> [Given passage]:
Erie County District Attorney Frank A. Sedita, III announced today the convictions of the following eleven defendants, most of whom committed violent felonies, were upheld on appeal by the Appellate Division of State Supreme Court.

  • Pedro Ramos-Roman, who in 2011 was convicted of Manslaughter in the 1st Degree in connection with the fatal shooting of an innocent bystander.
  • Uda Hildago, who in 2011 was convicted of Manslaughter in the 1st Degree, in connection with the fatal shooting of his girlfriend and before the eyes of her 12 year-old son.
  • Wilmon Vincent, who in 2011 was convicted of Manslaughter in the 1st Degree in connection with the fatal shooting of a 64 year-old rooming house resident.
  • Dal Brand, who in 2011 was convicted of Assault in the 2nd Degree and Criminal Possession of a Weapon in the 3rd Degree and was sentenced as a second felony offender (an aspiring career criminal) in connection with the repeated physical abuse of his girlfriend during multiple domestic violence assaults and the possession of two electronic stun guns.
  • Kyle McClain, who in 2011 was convicted of Criminal Possession of a Weapon in the 2nd Degree and was sentenced as a second violent felony offender (an aspiring career criminal) in connection with possessing drugs and a loaded and unlicensed handgun.
  • Tevin Morrow, who in 2012 was convicted of Assault in the 1st Degree, Assault in the 2nd Degree, and Criminal Possession of a Weapon in the 2nd Degree in connection with the shooting of two people, one of whom has been left with severe and permanent injuries.
  • Raymone Burts, who in 2011 was convicted of Robbery in the 2nd Degree and Attempted Robbery in the 1st Degree and sentenced as a persistent violent felony offender (a career criminal), in connection with three gunpoint robberies and the shooting of a store clerk.
  • Stephan Merritt, who in 2012 was convicted of Attempted Burglary in the 1st Degree, Robbery in the 2nd Degree, and Robbery in the 3rd Degree, and was sentenced as a persistent violent felony offender (a career criminal) in connection with a string of burglaries and armed robberies.
  • Mark Bridenbaker, who in 2012 was convicted of Reckless Assault of a Child in connection with the violent shaking and lengthy hospitalization of an eight-week old infant.
  • Anthony Brown, who in 2012 was convicted of Attempted Assault in the 2nd Degree in connection with a hammer attack and domestic violence assault upon his girlfriend, which resulted in her hospitalization.
  • Roberto Texidor, who in 2012 was convicted of Criminal Possession of a Weapon in the 2nd Degree in connection with possessing a loaded and unlicensed handgun during a domestic violence assault.

All of the foregoing convictions were the result of guilty pleas, often made in return for leniency from the court; i.e. a sentence less than the maximum. None of these defendants were innocent or the victim of a so-called “wrongful conviction.” Each and every one of these defendants admitted to their crimes in a court of law, under oath, and in the presence of his attorney.

> [Records supplied]:
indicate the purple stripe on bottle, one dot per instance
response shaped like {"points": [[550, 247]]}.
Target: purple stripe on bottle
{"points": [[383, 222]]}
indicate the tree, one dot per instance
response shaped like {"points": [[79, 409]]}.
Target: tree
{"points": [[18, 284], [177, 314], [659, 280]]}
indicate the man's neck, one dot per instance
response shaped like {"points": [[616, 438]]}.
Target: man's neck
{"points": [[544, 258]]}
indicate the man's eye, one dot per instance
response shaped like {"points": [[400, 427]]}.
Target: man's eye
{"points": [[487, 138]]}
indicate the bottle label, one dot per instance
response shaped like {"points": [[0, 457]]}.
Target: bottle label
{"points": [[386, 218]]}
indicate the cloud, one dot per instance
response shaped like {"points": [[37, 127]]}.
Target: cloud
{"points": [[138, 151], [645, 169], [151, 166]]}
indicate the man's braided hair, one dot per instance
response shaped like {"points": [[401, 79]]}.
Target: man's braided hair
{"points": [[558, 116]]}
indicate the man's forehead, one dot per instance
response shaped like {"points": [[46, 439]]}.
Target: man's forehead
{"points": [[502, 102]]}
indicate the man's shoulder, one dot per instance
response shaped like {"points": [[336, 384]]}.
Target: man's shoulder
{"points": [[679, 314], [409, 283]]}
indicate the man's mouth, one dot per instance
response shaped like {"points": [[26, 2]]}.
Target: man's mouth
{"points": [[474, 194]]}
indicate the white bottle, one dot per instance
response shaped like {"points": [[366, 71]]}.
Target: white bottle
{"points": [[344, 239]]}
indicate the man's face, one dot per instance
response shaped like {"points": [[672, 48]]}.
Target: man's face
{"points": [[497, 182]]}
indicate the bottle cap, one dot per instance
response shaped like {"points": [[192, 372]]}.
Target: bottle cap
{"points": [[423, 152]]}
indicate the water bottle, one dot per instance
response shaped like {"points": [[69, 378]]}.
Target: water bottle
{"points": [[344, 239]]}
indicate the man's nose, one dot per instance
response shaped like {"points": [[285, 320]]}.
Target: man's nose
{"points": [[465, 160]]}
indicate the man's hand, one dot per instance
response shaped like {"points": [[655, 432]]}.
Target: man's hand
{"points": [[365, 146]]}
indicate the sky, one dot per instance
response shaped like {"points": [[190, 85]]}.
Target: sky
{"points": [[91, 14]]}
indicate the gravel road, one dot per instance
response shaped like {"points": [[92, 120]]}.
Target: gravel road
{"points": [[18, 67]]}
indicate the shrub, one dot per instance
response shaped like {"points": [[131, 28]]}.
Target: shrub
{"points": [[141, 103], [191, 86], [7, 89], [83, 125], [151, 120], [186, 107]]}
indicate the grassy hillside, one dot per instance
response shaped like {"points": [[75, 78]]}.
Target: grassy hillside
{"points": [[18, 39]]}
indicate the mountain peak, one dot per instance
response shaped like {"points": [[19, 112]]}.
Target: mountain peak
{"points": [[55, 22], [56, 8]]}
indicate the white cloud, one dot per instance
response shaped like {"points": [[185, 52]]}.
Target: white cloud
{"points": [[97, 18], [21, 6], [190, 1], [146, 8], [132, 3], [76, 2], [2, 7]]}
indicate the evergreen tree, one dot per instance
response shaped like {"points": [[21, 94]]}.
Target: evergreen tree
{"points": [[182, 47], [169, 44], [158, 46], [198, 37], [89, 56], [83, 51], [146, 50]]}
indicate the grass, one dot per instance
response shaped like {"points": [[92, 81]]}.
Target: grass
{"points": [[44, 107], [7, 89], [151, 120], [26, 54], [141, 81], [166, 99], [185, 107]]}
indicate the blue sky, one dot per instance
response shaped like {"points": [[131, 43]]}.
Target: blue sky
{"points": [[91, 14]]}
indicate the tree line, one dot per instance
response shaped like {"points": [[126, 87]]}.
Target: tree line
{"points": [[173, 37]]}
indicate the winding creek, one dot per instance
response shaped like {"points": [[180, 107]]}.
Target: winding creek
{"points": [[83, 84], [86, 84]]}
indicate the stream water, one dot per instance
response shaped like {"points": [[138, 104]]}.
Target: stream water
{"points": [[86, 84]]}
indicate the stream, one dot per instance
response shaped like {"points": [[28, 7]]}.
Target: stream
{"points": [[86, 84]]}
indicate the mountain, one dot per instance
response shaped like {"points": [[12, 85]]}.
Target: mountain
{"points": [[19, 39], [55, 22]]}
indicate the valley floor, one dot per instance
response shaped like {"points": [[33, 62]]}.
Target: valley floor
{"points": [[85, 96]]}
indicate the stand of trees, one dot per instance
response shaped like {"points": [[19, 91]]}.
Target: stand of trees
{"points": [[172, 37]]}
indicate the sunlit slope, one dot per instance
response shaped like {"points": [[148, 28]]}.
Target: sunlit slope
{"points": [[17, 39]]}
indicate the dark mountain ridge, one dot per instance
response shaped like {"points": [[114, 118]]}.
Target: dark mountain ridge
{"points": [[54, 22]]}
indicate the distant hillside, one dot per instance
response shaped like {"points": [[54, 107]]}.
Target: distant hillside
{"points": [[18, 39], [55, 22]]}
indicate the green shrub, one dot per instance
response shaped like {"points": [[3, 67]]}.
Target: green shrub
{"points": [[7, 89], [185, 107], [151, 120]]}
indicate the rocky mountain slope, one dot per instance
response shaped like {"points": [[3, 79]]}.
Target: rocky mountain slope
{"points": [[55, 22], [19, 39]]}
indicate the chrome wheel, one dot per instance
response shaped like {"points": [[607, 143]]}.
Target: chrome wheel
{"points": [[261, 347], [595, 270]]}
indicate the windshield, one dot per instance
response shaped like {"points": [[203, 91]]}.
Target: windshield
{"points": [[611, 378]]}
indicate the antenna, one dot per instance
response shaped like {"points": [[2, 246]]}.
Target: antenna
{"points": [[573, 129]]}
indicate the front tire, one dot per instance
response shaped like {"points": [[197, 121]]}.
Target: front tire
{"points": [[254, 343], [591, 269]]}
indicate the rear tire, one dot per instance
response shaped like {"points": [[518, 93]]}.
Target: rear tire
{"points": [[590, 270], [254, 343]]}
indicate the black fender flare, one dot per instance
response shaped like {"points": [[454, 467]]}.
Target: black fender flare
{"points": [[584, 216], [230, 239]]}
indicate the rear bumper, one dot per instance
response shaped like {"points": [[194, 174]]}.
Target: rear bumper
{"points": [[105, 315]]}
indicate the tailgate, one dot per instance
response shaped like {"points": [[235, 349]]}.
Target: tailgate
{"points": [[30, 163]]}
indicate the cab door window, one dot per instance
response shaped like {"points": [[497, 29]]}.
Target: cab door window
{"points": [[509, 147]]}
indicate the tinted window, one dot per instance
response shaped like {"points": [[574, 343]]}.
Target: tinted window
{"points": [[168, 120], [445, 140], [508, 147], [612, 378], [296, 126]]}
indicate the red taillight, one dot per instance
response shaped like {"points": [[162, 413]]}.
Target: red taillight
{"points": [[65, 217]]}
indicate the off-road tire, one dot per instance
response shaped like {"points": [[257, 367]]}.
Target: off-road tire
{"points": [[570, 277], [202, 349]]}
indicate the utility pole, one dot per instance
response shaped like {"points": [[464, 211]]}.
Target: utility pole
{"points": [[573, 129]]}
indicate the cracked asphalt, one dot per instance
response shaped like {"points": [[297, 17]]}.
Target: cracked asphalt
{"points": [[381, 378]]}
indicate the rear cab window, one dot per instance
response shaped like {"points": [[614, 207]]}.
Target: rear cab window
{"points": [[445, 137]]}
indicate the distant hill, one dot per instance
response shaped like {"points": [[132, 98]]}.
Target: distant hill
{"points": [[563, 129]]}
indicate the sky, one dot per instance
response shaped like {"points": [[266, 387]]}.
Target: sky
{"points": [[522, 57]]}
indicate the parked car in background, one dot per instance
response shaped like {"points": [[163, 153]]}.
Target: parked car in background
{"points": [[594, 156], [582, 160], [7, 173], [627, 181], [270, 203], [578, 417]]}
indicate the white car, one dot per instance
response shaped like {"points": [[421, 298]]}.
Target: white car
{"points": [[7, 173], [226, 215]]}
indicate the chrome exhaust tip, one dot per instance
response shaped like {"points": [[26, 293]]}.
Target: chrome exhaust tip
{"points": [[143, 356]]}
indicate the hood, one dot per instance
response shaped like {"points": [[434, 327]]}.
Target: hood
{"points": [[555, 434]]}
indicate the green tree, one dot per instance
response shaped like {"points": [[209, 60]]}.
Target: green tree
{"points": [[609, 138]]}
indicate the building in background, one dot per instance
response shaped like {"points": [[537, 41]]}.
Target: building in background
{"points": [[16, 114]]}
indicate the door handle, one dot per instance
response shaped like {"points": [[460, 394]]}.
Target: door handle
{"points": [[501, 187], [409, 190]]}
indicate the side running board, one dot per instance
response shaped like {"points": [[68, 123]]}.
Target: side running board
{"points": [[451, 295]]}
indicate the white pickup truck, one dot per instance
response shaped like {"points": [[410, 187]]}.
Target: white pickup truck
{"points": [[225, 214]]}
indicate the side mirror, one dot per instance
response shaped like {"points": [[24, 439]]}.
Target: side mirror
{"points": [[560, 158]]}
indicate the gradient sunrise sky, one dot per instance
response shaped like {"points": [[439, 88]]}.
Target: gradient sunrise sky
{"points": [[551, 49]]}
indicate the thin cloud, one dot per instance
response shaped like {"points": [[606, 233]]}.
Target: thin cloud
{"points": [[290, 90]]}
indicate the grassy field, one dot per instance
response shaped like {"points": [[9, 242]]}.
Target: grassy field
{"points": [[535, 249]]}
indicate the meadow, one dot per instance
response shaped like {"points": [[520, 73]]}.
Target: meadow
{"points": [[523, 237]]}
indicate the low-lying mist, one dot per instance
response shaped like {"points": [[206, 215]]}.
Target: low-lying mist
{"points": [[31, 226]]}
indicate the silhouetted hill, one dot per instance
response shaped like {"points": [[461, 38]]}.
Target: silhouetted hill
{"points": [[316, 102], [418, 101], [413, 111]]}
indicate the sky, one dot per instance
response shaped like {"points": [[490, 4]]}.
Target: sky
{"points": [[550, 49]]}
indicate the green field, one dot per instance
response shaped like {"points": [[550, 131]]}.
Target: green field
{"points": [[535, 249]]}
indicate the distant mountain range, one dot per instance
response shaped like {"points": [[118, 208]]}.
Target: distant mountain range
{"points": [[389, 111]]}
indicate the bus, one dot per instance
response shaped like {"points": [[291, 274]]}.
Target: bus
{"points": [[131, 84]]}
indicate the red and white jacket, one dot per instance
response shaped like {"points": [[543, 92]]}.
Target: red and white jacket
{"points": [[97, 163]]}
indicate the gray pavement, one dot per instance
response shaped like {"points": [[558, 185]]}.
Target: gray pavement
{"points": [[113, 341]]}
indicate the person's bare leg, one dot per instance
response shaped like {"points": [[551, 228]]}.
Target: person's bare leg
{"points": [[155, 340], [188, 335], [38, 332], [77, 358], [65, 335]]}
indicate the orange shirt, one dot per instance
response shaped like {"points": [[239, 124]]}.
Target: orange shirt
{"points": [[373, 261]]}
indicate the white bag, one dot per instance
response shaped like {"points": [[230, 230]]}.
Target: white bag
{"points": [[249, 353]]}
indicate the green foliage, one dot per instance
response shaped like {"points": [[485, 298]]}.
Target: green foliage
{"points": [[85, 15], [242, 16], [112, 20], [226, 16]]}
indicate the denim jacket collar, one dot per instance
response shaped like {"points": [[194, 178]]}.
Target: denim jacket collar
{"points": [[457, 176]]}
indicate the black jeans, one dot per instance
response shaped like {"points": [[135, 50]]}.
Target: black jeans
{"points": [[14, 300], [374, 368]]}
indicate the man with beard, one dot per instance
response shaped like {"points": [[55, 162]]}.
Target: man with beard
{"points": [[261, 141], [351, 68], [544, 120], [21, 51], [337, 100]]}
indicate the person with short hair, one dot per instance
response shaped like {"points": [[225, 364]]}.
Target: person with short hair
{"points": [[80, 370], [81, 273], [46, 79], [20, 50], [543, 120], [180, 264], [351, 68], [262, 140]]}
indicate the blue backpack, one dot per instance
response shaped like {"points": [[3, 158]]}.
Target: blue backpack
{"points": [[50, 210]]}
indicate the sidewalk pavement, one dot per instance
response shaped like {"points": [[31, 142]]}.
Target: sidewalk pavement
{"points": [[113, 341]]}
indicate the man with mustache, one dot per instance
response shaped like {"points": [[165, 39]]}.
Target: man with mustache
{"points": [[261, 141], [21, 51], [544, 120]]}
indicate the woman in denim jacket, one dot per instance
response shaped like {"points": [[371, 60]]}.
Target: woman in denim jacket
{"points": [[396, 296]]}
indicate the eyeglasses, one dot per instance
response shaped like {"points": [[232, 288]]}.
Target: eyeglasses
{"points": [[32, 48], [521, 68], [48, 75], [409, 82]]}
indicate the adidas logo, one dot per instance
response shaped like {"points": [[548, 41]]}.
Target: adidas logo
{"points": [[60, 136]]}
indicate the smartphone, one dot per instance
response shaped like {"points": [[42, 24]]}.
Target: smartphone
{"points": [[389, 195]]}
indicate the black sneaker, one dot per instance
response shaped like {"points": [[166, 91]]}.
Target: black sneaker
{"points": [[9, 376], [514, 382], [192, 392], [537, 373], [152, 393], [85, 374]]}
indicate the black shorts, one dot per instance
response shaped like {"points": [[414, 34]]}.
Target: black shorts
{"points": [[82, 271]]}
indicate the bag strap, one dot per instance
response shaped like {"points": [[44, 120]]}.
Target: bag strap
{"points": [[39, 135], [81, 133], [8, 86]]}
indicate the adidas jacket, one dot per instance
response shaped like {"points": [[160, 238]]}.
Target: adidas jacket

> [Work request 1]:
In the passage on the upheld convictions, swap "bystander" for "onlooker" and give the text again from "Erie County District" to "rooming house resident.".
> [Work request 2]:
Based on the passage on the upheld convictions, say whether each statement agrees with it, and quote the words that decide it.
(a) Kyle McClain was convicted in 2012.
(b) Every one of the listed convictions came from a guilty plea.
(c) Mark Bridenbaker's case involved an eight-week old infant.
> [Work request 3]:
Answer these from the passage on the upheld convictions.
(a) Which court upheld the convictions on appeal?
(b) How many electronic stun guns was Dal Brand found to possess?
(c) What tool was used in Anthony Brown's attack on his girlfriend?

> [Task response 1]:
Erie County District Attorney Frank A. Sedita, III announced today the convictions of the following eleven defendants, most of whom committed violent felonies, were upheld on appeal by the Appellate Division of State Supreme Court.

  • Pedro Ramos-Roman, who in 2011 was convicted of Manslaughter in the 1st Degree in connection with the fatal shooting of an innocent onlooker.
  • Uda Hildago, who in 2011 was convicted of Manslaughter in the 1st Degree, in connection with the fatal shooting of his girlfriend and before the eyes of her 12 year-old son.
  • Wilmon Vincent, who in 2011 was convicted of Manslaughter in the 1st Degree in connection with the fatal shooting of a 64 year-old rooming house resident.

> [Task response 2]:
(a) No: "Kyle McClain, who in 2011 was convicted"
(b) Yes: "All of the foregoing convictions were the result of guilty pleas"
(c) Yes: "the violent shaking and lengthy hospitalization of an eight-week old infant"

> [Task response 3]:
(a) The Appellate Division of State Supreme Court
(b) Two
(c) A hammer